§ REQUEST: Repeat every line exactly, keeping the pictures out of the copy.

[Object outline annotations]
============

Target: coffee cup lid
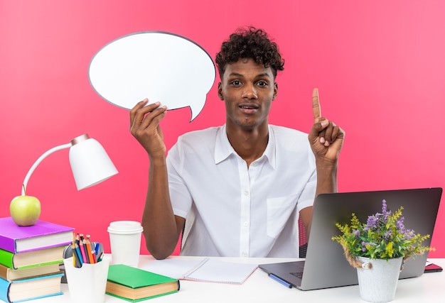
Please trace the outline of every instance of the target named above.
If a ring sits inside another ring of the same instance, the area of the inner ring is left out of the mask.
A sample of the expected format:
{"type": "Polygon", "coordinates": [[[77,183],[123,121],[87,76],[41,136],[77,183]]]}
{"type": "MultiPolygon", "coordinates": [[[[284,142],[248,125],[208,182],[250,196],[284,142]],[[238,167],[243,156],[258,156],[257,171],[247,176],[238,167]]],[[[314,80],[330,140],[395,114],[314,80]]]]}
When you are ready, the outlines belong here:
{"type": "Polygon", "coordinates": [[[136,221],[116,221],[110,223],[107,230],[109,233],[127,234],[140,233],[144,228],[136,221]]]}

============

§ OUTPUT OF THE TASK:
Target: coffee cup lid
Please trace the outline of every instance of the target named above.
If a ring sits inside another ring of the same instance, the area of the inner ring is left out of the mask.
A sample of the expected format:
{"type": "Polygon", "coordinates": [[[77,183],[123,121],[87,76],[41,136],[77,183]]]}
{"type": "MultiPolygon", "coordinates": [[[[284,142],[248,125],[208,182],[250,196],[284,142]],[[238,167],[243,156],[258,156],[257,171],[247,176],[238,167]]],[[[314,80],[330,140],[395,114],[314,80]]]]}
When you are ready, the outlines belong here:
{"type": "Polygon", "coordinates": [[[136,221],[116,221],[110,223],[107,230],[109,233],[127,234],[140,233],[144,228],[136,221]]]}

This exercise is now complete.